Material shown:
╭──

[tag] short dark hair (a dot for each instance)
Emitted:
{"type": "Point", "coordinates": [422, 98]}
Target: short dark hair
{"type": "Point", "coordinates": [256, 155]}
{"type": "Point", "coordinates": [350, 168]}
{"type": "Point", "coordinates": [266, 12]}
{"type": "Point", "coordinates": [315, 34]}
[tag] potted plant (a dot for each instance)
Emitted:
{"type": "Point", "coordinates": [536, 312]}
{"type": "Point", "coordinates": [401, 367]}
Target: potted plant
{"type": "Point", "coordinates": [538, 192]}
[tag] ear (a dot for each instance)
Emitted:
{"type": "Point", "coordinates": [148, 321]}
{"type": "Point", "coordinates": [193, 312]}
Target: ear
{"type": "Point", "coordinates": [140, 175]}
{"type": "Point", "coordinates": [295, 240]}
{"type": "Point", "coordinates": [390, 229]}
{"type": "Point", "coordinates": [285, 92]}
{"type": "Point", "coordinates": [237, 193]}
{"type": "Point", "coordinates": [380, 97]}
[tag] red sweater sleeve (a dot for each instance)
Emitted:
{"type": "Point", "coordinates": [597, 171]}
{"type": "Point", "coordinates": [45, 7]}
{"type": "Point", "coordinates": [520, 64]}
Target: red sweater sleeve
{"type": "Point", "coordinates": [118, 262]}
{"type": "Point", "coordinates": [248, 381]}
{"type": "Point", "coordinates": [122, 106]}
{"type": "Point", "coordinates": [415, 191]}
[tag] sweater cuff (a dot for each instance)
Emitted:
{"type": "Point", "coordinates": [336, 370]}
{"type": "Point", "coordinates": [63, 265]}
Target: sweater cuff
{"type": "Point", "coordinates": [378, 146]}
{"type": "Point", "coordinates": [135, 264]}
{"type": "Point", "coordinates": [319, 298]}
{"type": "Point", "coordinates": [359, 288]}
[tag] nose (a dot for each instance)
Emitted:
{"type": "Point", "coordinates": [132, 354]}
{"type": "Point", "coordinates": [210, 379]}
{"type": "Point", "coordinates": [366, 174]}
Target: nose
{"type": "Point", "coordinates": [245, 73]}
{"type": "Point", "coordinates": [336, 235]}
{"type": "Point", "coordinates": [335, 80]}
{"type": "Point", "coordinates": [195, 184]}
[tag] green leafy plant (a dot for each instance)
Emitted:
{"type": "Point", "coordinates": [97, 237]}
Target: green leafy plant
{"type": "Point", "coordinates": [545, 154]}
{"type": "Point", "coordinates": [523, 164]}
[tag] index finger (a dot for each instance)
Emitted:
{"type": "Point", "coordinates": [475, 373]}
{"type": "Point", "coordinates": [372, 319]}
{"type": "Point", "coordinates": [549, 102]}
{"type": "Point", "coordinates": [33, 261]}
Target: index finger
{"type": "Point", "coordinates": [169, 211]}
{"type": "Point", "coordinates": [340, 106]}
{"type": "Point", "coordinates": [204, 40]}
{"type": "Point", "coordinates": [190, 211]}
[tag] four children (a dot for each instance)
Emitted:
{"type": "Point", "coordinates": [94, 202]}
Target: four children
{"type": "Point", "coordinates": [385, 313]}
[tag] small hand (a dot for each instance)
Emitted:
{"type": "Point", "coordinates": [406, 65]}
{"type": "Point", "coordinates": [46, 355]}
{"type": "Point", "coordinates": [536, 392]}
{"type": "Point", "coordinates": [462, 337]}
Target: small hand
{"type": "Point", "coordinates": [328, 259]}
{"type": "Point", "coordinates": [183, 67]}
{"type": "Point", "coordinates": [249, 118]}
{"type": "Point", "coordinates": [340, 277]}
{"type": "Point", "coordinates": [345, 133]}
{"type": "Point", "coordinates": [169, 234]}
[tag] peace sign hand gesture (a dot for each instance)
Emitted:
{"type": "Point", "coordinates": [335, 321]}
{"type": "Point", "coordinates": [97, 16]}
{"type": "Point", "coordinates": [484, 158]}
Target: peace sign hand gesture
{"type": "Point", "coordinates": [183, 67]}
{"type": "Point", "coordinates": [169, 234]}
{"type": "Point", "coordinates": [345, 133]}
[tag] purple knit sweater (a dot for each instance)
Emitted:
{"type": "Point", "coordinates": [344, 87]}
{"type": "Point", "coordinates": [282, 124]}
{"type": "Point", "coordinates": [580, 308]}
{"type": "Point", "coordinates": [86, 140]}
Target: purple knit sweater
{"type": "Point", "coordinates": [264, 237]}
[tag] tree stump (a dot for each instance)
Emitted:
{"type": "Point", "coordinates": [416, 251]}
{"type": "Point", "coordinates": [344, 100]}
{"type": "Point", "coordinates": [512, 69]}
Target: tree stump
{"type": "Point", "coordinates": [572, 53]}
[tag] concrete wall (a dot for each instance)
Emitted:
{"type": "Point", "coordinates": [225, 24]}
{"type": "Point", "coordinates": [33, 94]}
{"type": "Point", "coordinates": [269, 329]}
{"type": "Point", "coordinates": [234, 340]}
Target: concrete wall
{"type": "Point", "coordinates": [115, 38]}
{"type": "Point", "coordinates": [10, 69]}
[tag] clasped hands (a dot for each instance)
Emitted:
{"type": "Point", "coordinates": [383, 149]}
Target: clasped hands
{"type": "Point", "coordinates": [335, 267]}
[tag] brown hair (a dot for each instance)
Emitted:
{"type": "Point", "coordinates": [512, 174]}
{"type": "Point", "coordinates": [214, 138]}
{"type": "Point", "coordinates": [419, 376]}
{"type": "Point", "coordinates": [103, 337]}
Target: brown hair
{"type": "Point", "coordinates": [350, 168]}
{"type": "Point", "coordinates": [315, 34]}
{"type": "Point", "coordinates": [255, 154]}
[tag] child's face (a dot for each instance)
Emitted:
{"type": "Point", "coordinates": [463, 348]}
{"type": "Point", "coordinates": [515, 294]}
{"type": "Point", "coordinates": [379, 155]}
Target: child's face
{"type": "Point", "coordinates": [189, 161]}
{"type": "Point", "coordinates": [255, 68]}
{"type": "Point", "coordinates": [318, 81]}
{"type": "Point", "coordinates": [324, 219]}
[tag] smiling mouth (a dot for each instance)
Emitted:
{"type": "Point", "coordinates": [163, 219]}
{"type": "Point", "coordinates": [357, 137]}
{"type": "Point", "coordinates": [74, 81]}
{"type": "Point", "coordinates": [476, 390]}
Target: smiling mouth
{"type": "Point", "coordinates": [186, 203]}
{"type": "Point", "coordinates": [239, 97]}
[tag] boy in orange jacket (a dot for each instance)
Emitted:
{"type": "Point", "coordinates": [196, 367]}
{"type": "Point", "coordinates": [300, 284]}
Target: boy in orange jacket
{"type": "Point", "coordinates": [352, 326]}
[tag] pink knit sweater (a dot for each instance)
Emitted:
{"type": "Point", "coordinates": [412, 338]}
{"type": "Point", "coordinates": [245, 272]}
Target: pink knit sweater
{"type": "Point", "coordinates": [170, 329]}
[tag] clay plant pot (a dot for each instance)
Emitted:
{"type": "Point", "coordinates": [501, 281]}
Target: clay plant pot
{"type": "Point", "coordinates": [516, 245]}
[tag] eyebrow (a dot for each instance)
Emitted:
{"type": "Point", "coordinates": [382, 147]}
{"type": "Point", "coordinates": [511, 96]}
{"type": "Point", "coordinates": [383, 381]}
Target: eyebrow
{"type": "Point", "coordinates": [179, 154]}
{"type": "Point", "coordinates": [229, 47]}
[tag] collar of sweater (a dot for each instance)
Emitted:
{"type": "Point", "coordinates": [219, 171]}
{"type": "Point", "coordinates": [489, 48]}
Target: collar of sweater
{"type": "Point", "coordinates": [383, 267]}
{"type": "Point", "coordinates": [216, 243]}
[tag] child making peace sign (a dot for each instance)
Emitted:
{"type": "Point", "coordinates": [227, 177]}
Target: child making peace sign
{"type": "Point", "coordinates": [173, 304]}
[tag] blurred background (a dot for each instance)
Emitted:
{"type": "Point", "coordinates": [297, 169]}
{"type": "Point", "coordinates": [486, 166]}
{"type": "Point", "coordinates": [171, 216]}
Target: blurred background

╰──

Set task:
Can you copy the data word for word, from the line containing "[tag] pink knit" through the final line, with both ends included?

Exercise output:
[tag] pink knit sweater (a dot for each instance)
Emitted:
{"type": "Point", "coordinates": [412, 338]}
{"type": "Point", "coordinates": [245, 272]}
Target: pink knit sweater
{"type": "Point", "coordinates": [170, 329]}
[tag] clay plant pot (a dot for each instance)
Emitted:
{"type": "Point", "coordinates": [501, 281]}
Target: clay plant pot
{"type": "Point", "coordinates": [516, 245]}
[tag] eyebrow (a dot for each instance)
Emitted:
{"type": "Point", "coordinates": [382, 147]}
{"type": "Point", "coordinates": [511, 96]}
{"type": "Point", "coordinates": [383, 381]}
Target: eyebrow
{"type": "Point", "coordinates": [179, 154]}
{"type": "Point", "coordinates": [229, 47]}
[tag] collar of sweater (a dot for each instance)
Emitted:
{"type": "Point", "coordinates": [219, 171]}
{"type": "Point", "coordinates": [489, 48]}
Target: collar of sweater
{"type": "Point", "coordinates": [383, 267]}
{"type": "Point", "coordinates": [216, 243]}
[tag] child making peace sign (a dot for each instance)
Emitted:
{"type": "Point", "coordinates": [227, 177]}
Target: child making peace sign
{"type": "Point", "coordinates": [173, 304]}
[tag] blurred background (a dot for each instance)
Emitted:
{"type": "Point", "coordinates": [297, 169]}
{"type": "Point", "coordinates": [486, 166]}
{"type": "Point", "coordinates": [171, 216]}
Target: blurred background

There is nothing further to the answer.